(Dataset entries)

════════

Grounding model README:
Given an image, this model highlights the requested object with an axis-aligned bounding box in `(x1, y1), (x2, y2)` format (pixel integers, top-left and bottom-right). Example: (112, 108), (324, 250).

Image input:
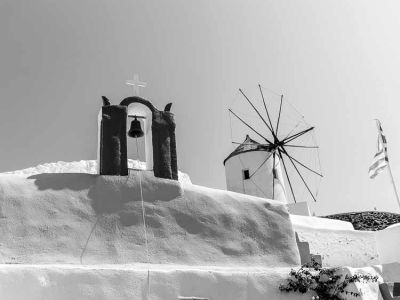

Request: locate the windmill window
(243, 169), (250, 180)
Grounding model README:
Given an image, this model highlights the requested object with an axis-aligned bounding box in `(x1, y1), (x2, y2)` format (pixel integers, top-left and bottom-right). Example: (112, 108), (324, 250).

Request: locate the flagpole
(387, 163), (400, 211)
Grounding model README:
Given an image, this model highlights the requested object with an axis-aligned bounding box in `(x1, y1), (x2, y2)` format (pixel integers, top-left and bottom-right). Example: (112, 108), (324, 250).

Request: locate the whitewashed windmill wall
(224, 135), (287, 203)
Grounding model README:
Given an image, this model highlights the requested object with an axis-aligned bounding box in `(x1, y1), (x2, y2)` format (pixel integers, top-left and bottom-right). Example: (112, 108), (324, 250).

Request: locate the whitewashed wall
(291, 215), (380, 268)
(375, 223), (400, 265)
(292, 215), (400, 267)
(0, 265), (315, 300)
(290, 215), (354, 230)
(287, 202), (311, 216)
(1, 263), (398, 300)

════════

Print the entries above exactly, taking out only the pictures.

Grounding model README:
Given an image, this model highlights the requested object with an axis-aligned bounding box in `(x1, y1), (x2, y2)` format (pixel integers, top-left and bottom-right). Example: (112, 108), (324, 250).

Image input:

Request: locate the windmill window
(243, 169), (250, 180)
Grounding model README:
Given an image, this model highlights the requested object with an axis-aligned bounding box in `(x1, y1), (x2, y2)` format (pixel integers, top-left and bottom-right). Example: (112, 108), (324, 250).

Request: locate the flagpole
(387, 163), (400, 211)
Grounding model README:
Given an image, this model highlights the requested object with an axis-aligned bounding box in `(x1, y1), (x2, y2)` format (pixel integers, top-left and bottom-right). Example: (112, 108), (324, 250).

Request: locate the whitewashed windmill wall
(224, 135), (287, 203)
Grounding model README:
Given an image, this model highlights the requested object with an axis-aligned bounding box in `(x1, y1), (x2, y2)` format (pixel integers, top-left and bottom-right). Example: (112, 108), (324, 250).

Request: locate the whitewashed wall
(291, 215), (380, 268)
(375, 223), (400, 265)
(292, 215), (400, 267)
(0, 265), (315, 300)
(290, 215), (354, 230)
(287, 202), (311, 216)
(1, 263), (398, 300)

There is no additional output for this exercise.